• [THE TASK]
Rewrite the listing below, swapping each occurrence of "query phrase" for "search term" and keeping every other character unchanged.

start

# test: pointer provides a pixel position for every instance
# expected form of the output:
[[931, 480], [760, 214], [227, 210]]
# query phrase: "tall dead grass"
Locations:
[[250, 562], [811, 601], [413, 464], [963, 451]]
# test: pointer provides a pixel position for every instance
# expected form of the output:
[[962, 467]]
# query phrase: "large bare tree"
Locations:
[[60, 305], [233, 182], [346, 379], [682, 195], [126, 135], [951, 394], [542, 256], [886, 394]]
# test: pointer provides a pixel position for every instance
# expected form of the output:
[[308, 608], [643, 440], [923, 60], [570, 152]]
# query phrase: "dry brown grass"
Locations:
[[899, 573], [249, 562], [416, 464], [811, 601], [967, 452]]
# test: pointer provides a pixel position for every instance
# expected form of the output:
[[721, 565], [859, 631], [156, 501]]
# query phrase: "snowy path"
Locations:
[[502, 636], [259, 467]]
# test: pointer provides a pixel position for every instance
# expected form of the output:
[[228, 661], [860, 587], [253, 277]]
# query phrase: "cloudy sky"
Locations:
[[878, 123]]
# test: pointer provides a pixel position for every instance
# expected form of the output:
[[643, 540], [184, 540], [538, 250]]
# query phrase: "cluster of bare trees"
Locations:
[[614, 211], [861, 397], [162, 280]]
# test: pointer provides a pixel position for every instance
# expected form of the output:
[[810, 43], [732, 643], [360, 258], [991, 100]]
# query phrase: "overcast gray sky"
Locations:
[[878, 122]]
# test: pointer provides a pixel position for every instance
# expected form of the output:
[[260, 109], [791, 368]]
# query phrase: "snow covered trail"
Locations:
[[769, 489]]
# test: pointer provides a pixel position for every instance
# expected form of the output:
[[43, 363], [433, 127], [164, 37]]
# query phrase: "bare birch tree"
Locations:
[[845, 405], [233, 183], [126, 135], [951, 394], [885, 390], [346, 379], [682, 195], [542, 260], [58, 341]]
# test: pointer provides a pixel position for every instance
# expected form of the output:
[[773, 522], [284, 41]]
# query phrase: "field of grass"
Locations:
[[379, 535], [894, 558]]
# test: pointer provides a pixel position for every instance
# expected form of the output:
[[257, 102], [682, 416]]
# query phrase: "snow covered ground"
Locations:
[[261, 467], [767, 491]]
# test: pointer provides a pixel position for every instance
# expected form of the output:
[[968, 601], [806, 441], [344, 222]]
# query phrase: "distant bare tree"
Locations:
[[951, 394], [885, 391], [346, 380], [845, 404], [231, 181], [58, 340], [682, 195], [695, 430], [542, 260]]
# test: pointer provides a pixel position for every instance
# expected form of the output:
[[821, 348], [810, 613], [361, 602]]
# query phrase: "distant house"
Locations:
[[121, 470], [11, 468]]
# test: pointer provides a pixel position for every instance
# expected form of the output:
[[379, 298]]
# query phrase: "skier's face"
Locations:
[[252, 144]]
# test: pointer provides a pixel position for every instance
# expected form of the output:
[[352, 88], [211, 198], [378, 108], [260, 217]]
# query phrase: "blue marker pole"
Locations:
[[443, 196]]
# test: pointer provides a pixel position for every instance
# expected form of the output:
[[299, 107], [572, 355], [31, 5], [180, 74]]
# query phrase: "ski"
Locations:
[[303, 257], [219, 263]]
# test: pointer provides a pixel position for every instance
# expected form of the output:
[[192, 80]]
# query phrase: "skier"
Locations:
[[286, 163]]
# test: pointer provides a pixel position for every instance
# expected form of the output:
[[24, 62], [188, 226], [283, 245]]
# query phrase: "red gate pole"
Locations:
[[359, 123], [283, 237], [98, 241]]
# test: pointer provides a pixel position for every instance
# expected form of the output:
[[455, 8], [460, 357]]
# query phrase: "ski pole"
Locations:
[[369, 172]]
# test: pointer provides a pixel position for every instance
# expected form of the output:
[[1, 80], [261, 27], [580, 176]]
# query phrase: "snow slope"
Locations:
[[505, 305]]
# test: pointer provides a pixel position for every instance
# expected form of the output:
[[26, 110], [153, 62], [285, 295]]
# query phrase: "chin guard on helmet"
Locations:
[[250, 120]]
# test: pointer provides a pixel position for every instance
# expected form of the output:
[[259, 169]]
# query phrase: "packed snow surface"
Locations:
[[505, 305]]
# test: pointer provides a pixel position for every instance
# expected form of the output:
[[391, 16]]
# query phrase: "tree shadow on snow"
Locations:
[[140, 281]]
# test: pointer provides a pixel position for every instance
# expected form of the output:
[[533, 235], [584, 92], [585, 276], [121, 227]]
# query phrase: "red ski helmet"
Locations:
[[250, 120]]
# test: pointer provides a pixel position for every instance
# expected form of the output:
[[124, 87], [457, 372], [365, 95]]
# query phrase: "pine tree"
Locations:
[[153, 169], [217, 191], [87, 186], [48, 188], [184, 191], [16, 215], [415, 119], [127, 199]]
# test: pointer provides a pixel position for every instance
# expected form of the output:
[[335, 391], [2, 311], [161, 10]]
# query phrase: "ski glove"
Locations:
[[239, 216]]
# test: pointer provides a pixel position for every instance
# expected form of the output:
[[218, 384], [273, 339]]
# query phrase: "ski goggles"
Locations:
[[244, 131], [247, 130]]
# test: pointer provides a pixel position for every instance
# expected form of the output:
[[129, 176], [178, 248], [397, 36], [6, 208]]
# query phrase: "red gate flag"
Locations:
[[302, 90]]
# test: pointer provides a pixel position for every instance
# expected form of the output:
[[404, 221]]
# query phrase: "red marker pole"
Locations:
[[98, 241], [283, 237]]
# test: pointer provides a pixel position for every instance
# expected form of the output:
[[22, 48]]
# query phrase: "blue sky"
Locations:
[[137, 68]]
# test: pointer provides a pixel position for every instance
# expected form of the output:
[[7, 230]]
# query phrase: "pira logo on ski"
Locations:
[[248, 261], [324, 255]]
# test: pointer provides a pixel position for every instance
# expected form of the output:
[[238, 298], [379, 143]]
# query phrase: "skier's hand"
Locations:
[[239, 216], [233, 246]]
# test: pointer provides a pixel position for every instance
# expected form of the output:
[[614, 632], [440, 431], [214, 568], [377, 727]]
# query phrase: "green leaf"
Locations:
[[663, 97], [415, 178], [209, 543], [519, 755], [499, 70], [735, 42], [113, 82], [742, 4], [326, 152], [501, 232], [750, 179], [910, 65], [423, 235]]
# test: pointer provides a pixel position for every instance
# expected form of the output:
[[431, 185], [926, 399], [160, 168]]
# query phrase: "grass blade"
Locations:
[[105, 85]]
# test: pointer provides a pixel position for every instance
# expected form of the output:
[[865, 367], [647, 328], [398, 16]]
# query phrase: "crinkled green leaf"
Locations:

end

• [RESPONSE TO THIS EXERCISE]
# test: pointer provides a pixel position for every instance
# expected form of the output:
[[931, 480], [760, 214], [227, 210]]
# search term: "tall dead grass"
Locations:
[[250, 562], [811, 601], [413, 464], [963, 451]]
# test: pointer provides a pixel position for every instance
# expected form of the output:
[[962, 467]]
# search term: "large bare tree"
Locations:
[[60, 305], [233, 182], [346, 379], [682, 195], [126, 135], [951, 394], [542, 256], [886, 394]]
# test: pointer provides a pixel position for every instance
# expected form of the output:
[[308, 608], [643, 440], [923, 60], [570, 152]]
# search term: "dry brown grass"
Locations:
[[899, 573], [249, 562], [416, 464], [811, 601], [967, 452]]
# test: pointer provides a pixel position for every instance
# expected form of the output:
[[721, 565], [859, 631], [156, 501]]
# search term: "snowy path"
Locations:
[[502, 636], [259, 467]]
# test: pointer provides a pixel position for every instance
# expected form of the output:
[[228, 661], [860, 587], [253, 277]]
# search term: "cloudy sky"
Locations:
[[878, 123]]
# test: pointer provides a pixel position for every instance
# expected form of the output:
[[643, 540], [184, 540], [538, 250]]
# search term: "cluster of bare trees"
Locations:
[[614, 211], [861, 397], [162, 280]]
# test: pointer provides a pixel position for every instance
# expected form of the output:
[[810, 43], [732, 643], [360, 258], [991, 100]]
# search term: "overcast gray sky"
Locations:
[[878, 122]]
# test: pointer provides a pixel position for every instance
# expected form of the output:
[[260, 109], [791, 368]]
# search term: "snow covered trail"
Locations:
[[769, 489]]
# test: pointer provides a pixel position for every instance
# expected form of the output:
[[43, 363], [433, 127], [164, 37]]
# search term: "bare birch tree"
Locations:
[[845, 405], [233, 183], [126, 135], [951, 394], [885, 390], [346, 379], [682, 195], [542, 260], [58, 341]]
# test: pointer provides a pixel position for every instance
# expected form of the output:
[[773, 522], [284, 41]]
# search term: "field of grass"
Locations:
[[379, 535], [894, 558]]
# test: pointer provides a pixel position for every instance
# expected form of the output:
[[257, 102], [682, 416]]
# search term: "snow covered ground"
Locations:
[[261, 467], [767, 491]]
# test: pointer provides a pixel position for every instance
# expected form of the output:
[[968, 601], [806, 441], [344, 222]]
# search term: "distant bare tree"
Locations:
[[951, 394], [885, 391], [346, 380], [845, 404], [231, 181], [58, 340], [682, 195], [695, 430], [542, 260]]
# test: pointer provides a pixel position for every instance
# expected form of the output:
[[821, 348], [810, 613], [361, 602]]
# search term: "distant house"
Locations:
[[121, 470], [11, 468]]
# test: pointer provides a pixel position for every instance
# expected form of the output:
[[379, 298]]
# search term: "skier's face"
Locations:
[[252, 144]]
# test: pointer provides a pixel position for every instance
# expected form of the output:
[[352, 88], [211, 198], [378, 108], [260, 217]]
# search term: "blue marker pole"
Locations:
[[443, 196]]
# test: pointer provides a pixel position for every instance
# expected form of the output:
[[299, 107], [572, 355], [31, 5], [180, 74]]
# search term: "ski"
Locations:
[[303, 257], [219, 263]]
# test: pointer provides a pixel position for every instance
# expected form of the output:
[[192, 80]]
# search term: "skier"
Locations:
[[286, 163]]
# test: pointer provides a pixel position for every instance
# expected form of the output:
[[24, 62], [188, 226], [283, 245]]
# search term: "red gate pole"
Locations:
[[359, 123], [283, 237], [98, 241]]
# test: pointer provides a pixel position for every instance
# expected form of the output:
[[455, 8], [460, 357]]
# search term: "ski pole"
Locations:
[[369, 172]]
# test: pointer provides a pixel position for every instance
# expected form of the output:
[[1, 80], [261, 27], [580, 176]]
# search term: "snow slope"
Locations:
[[505, 305]]
# test: pointer provides a pixel position for every instance
# expected form of the output:
[[26, 110], [153, 62], [285, 295]]
# search term: "chin guard on helmet"
Locations:
[[250, 120]]
# test: pointer provides a pixel position for every instance
# expected form of the output:
[[259, 169]]
# search term: "packed snow surface"
Locations:
[[505, 305]]
# test: pointer provides a pixel position for every instance
# expected form of the output:
[[391, 16]]
# search term: "tree shadow on snow"
Locations:
[[140, 281]]
# test: pointer provides a pixel position for every instance
# expected form of the output:
[[533, 235], [584, 92], [585, 276], [121, 227]]
# search term: "red ski helmet"
Locations:
[[250, 120]]
# test: pointer provides a pixel position for every instance
# expected form of the output:
[[124, 87], [457, 372], [365, 95]]
# search term: "pine tree"
Locations:
[[153, 169], [217, 191], [87, 186], [48, 188], [184, 191], [16, 215], [415, 119], [127, 199]]
# test: pointer provides a pixel position for every instance
# expected form of the output:
[[335, 391], [2, 311], [161, 10]]
# search term: "ski glove"
Locations:
[[239, 216]]
# test: pointer provides a pixel position for every instance
# expected form of the output:
[[218, 384], [273, 339]]
# search term: "ski goggles"
Locations:
[[244, 131], [247, 130]]
# test: pointer provides a pixel position for every instance
# expected form of the output:
[[129, 176], [178, 248], [397, 36], [6, 208]]
# search term: "red gate flag"
Locations:
[[302, 90]]
# test: pointer provides a pixel position for every instance
# expected form of the output:
[[404, 221]]
# search term: "red marker pole"
Locations:
[[98, 241], [283, 237]]
# test: pointer provides a pixel position for every instance
# expected form of the output:
[[22, 48]]
# search term: "blue sky"
Locations:
[[137, 68]]
# test: pointer provides a pixel position for every instance
# expected form of the output:
[[7, 230]]
# search term: "pira logo on ski"
Locations:
[[248, 261], [324, 255]]
# test: pointer provides a pixel position for every instance
# expected form of the output:
[[238, 298], [379, 143]]
# search term: "skier's hand"
Locations:
[[239, 216], [233, 246]]
# test: pointer provides a pixel position for every instance
# expected form of the output:
[[614, 632], [440, 431], [214, 568], [377, 727]]
# search term: "green leaf"
Locations:
[[663, 97], [415, 178], [209, 543], [519, 755], [499, 70], [735, 42], [113, 82], [742, 4], [326, 152], [501, 232], [750, 179], [910, 65], [423, 235]]
# test: pointer provides a pixel position for every instance
# expected form of the output:
[[431, 185], [926, 399], [160, 168]]
# search term: "grass blade"
Locations:
[[105, 85]]
# test: pointer provides a pixel position for every instance
# expected form of the output:
[[865, 367], [647, 328], [398, 16]]
# search term: "crinkled green leaf"
Locations:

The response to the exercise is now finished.